TASK BRIEF.
Tally the lines below that contain the string "cardboard", counting case, and give only that number.

SOURCE DATA.
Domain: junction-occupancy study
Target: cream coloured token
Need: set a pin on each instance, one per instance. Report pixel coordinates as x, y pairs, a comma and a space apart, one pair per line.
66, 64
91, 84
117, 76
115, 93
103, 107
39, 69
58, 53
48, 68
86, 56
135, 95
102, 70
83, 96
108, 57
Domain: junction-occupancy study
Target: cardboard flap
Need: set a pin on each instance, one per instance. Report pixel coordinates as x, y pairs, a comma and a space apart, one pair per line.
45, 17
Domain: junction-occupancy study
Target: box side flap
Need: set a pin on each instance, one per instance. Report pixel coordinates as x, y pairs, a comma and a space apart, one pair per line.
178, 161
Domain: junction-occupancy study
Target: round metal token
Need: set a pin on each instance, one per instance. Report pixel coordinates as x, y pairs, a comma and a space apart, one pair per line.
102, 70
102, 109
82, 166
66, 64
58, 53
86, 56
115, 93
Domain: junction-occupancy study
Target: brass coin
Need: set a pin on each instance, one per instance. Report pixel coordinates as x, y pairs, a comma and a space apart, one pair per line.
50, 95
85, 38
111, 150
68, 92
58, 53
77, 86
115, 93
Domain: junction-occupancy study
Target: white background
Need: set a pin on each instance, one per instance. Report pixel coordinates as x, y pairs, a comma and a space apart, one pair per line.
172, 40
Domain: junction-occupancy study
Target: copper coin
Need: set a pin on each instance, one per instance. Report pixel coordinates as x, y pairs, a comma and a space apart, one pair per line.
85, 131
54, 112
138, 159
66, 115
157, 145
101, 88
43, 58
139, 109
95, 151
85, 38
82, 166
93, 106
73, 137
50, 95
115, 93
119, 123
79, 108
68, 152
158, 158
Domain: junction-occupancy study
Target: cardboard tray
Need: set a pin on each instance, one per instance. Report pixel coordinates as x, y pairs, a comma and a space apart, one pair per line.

TASK OUTPUT.
2